▸ **Text section**
= Beginning of Section =

As an example, the Serious Reportable Adverse Events (SRAEs) reporting section may have at least two “Preliminary Samples.” One will consist of all claims from the reporting period associated with the distinct Member IDs identified in the SRAEs “Final Stage List.” The second will consist of all enrollment records in the reporting period associated with these Member IDs.


Note: The actual number of records in the “Final Stage Sample(s)” and “Preliminary Sample(s)” will vary, and in many cases, it will be substantially larger than the “Final Stage List” sample size. For example, the “Final Stage List” of Member IDs for the SRAEs reporting section will likely result in “Preliminary Samples” of more than the total number of Member IDs because of multiple claims and enrollment records for each member.


Note: If the data are the same as the “Final Stage Data Set,” the “Final Stage Sample” will be sufficient.


  1. Extract Source Data: Similar to the census process, for certain reporting sections and within some organizations, the source data may have already been extracted as part of step four described above. If not, sample source data will need to be extracted in order to validate that the underlying data are correct and were accurately uploaded or entered into the data warehouse. See Section 3.3 for instructions on example source data and sample sizes.


  1. Create “Interim Stage Sample(s)”: Where applicable, the reviewer will identify “Interim Stage Data Sets”, that is, data sets that have undergone a cleaning process after initial entry into a source system and before being joined to create the “Final Stage Data Set(s).” The reviewer will apply the same methodology for extraction of the “Preliminary Sample” as described in Step 4. All “Interim Stage Samples” should be identified and clearly labeled so that the relationship between data extracts is identified and distinguishable.


  1. Write and Encrypt Data to Secure Storage Device: The organization will transfer all data files to a secure storage device. Organizations undergoing review should coordinate with reviewers to ensure that the organization’s security software does not interfere with data transfer. Files requested before or after the site visit can be transferred via a secure web portal or by other methods that comply with regulations governing secure storage and transfer of Personal Health Information (PHI). See Section 4.2 for instructions on the file format.

= End of Section =

▸ **Provided information**
= Beginning of Section =

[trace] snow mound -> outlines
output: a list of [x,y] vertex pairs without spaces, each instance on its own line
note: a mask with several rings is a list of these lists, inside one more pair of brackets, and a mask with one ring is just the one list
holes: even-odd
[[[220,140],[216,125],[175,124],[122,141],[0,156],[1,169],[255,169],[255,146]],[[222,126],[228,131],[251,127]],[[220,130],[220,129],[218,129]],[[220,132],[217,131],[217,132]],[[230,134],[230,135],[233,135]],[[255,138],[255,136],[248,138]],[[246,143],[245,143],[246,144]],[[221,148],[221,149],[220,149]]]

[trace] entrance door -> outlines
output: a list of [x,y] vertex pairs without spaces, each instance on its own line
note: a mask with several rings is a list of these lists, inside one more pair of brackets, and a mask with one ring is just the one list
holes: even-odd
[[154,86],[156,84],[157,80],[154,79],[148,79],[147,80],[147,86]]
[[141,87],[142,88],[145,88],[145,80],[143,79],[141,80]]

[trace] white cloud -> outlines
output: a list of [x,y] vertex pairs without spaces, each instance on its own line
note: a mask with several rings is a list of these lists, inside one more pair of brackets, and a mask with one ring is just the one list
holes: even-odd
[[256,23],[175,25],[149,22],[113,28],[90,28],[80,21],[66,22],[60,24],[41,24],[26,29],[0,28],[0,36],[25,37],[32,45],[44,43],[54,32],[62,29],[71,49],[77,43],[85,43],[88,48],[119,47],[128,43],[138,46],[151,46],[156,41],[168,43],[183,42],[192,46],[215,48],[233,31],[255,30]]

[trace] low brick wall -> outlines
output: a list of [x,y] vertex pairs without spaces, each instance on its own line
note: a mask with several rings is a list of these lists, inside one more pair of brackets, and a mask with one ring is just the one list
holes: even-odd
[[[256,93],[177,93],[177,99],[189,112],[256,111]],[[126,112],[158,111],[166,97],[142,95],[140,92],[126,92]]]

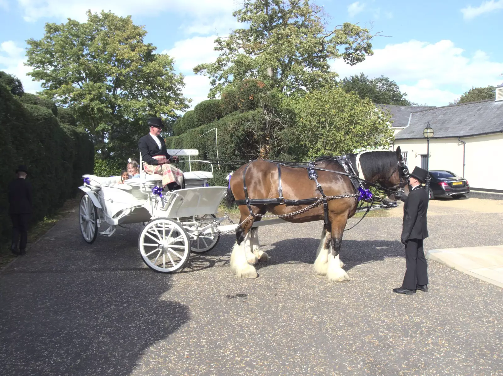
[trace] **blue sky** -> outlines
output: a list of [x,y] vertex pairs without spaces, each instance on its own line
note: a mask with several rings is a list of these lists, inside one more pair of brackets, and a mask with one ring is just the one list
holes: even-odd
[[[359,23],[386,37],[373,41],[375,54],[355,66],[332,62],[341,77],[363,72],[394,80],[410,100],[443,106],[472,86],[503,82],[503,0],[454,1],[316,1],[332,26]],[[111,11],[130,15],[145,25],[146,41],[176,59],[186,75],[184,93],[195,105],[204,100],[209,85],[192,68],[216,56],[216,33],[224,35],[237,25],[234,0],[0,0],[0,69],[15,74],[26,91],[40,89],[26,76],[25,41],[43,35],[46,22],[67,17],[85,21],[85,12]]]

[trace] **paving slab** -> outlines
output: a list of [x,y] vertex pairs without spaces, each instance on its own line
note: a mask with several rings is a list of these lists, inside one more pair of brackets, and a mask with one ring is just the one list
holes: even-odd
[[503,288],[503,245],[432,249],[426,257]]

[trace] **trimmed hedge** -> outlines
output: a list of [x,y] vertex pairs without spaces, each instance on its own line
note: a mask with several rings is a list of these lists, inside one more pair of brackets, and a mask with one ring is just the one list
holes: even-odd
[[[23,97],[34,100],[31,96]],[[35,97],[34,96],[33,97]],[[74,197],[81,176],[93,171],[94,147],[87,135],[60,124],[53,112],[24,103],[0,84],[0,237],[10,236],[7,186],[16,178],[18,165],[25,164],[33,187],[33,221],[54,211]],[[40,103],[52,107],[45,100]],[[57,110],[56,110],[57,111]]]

= End of Section =
= Beginning of Section =

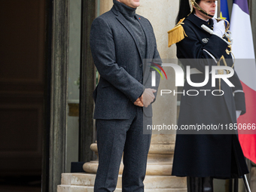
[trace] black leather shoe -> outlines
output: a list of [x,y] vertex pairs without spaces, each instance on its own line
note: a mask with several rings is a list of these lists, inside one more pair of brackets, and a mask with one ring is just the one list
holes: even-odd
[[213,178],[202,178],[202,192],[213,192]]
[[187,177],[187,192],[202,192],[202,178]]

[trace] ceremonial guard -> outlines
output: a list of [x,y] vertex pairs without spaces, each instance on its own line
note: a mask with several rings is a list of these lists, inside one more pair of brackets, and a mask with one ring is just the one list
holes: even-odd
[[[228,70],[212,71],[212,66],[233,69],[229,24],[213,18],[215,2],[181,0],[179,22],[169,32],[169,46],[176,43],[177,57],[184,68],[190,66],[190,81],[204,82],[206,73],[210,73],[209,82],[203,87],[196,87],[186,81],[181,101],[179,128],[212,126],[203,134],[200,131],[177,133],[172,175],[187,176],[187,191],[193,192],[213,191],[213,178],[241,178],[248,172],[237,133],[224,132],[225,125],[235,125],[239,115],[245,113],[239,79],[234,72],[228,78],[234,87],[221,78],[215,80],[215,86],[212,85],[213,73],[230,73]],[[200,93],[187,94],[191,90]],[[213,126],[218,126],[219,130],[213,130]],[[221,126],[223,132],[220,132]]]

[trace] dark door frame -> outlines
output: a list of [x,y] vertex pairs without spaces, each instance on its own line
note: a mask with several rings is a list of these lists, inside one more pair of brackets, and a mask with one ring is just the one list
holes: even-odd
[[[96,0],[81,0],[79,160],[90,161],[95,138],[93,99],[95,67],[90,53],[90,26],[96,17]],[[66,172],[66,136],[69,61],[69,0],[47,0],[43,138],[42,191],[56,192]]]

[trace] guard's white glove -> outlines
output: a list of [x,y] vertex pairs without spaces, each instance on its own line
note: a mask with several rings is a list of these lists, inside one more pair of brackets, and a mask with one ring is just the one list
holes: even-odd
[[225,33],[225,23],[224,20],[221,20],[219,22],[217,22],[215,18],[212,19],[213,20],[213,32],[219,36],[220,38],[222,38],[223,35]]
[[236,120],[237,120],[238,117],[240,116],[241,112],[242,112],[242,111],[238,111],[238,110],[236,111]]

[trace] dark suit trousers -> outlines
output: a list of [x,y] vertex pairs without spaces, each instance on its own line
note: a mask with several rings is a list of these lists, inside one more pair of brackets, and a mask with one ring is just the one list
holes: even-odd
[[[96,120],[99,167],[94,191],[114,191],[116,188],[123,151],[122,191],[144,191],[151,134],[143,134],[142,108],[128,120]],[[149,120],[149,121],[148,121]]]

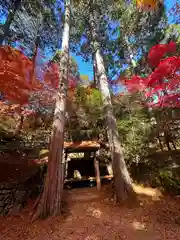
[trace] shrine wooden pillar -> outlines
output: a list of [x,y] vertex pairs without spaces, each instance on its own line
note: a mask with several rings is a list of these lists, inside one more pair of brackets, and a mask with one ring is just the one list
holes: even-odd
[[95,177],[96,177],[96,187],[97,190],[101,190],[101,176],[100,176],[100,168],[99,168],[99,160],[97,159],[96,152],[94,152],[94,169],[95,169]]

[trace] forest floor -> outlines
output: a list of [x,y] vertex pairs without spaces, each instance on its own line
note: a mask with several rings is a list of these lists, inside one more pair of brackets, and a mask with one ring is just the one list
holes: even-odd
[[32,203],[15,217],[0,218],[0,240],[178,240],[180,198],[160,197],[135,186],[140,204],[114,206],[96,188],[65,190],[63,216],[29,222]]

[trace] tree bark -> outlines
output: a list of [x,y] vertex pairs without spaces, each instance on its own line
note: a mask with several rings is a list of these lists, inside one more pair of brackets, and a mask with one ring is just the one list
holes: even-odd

= End of Section =
= Beginning of Section =

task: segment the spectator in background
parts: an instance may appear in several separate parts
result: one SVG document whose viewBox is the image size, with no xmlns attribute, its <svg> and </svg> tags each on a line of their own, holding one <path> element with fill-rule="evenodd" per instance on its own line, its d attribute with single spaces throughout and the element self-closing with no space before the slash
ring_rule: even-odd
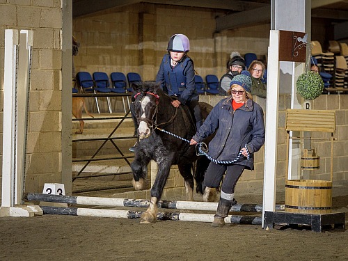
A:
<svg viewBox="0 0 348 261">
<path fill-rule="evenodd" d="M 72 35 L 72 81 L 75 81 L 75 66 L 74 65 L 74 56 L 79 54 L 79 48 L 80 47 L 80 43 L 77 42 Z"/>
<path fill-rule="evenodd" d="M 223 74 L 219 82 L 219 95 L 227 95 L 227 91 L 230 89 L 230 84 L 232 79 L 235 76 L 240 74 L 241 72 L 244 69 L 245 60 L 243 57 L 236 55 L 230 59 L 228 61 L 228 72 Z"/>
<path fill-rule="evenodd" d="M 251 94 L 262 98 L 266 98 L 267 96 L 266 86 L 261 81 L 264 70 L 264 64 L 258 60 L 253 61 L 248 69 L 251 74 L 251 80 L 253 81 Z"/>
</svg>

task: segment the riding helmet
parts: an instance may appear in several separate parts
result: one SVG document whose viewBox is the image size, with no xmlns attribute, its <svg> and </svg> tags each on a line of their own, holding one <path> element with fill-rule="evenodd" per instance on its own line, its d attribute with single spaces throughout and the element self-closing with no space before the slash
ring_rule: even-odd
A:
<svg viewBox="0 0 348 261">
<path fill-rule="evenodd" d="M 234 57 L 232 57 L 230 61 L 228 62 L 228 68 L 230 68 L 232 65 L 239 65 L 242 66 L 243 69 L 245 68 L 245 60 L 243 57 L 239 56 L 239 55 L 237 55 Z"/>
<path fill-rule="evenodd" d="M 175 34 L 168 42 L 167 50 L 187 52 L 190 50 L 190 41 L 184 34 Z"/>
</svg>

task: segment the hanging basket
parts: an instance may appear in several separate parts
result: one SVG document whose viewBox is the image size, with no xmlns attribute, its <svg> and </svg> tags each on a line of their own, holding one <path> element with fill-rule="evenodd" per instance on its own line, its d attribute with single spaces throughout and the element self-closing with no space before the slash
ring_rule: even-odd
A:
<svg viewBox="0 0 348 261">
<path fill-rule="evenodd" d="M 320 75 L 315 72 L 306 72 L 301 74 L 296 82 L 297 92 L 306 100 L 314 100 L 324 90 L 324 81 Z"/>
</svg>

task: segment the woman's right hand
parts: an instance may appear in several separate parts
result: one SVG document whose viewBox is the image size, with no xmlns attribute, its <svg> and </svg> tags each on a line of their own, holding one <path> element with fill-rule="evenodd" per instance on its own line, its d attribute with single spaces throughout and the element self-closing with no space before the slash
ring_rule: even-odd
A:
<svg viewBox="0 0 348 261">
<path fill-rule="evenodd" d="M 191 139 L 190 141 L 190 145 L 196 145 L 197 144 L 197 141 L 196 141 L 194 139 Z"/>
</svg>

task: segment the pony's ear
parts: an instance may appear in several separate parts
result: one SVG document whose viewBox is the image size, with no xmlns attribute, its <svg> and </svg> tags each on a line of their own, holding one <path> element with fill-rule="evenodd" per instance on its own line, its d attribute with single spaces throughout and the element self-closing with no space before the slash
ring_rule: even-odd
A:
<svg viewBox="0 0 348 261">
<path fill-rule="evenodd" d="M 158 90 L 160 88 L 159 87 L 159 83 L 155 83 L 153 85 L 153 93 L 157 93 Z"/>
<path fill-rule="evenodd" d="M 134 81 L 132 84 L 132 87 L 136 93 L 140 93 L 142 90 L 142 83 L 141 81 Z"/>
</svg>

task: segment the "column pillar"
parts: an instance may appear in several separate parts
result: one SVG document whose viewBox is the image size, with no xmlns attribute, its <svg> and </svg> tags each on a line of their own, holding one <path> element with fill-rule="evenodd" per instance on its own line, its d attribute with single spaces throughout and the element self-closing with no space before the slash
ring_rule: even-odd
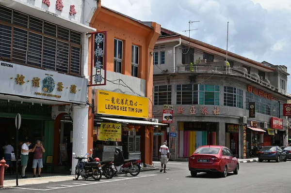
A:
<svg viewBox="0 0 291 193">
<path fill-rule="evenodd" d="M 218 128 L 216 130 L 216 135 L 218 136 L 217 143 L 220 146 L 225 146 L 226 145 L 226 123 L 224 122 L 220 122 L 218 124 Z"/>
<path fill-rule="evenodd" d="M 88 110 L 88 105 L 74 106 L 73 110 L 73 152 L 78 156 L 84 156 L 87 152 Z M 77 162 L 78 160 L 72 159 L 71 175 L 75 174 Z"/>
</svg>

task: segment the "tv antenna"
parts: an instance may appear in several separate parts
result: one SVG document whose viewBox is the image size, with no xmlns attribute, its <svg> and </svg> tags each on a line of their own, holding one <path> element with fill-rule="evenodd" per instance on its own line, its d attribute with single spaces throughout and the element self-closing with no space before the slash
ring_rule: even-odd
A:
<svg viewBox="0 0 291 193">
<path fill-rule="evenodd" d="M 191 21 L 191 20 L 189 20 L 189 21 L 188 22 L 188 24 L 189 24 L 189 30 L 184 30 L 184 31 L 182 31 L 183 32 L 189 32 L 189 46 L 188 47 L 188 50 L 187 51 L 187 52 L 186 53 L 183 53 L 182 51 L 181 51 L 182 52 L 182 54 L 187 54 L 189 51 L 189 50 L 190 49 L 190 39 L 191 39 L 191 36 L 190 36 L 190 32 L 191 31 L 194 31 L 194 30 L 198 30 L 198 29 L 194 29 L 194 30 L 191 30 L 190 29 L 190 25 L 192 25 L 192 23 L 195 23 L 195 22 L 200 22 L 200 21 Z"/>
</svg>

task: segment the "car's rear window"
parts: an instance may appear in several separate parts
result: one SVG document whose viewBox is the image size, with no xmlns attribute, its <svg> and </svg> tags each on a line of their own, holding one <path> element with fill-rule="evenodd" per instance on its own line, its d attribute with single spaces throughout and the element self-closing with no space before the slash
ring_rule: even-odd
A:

= End of Section =

▸ **What the exercise asks**
In the sampling text, rewrite everything from "Note: If the" down to "and sample sizes.", swapping "census" for "audit". The material after the text is separate from it.

▸ **Solution for this exercise**
Note: If the data are the same as the “Final Stage Data Set,” the “Final Stage Sample” will be sufficient.


  1. Extract Source Data: Similar to the audit process, for certain reporting sections and within some organizations, the source data may have already been extracted as part of step four described above. If not, sample source data will need to be extracted in order to validate that the underlying data are correct and were accurately uploaded or entered into the data warehouse. See Section 3.3 for instructions on example source data and sample sizes.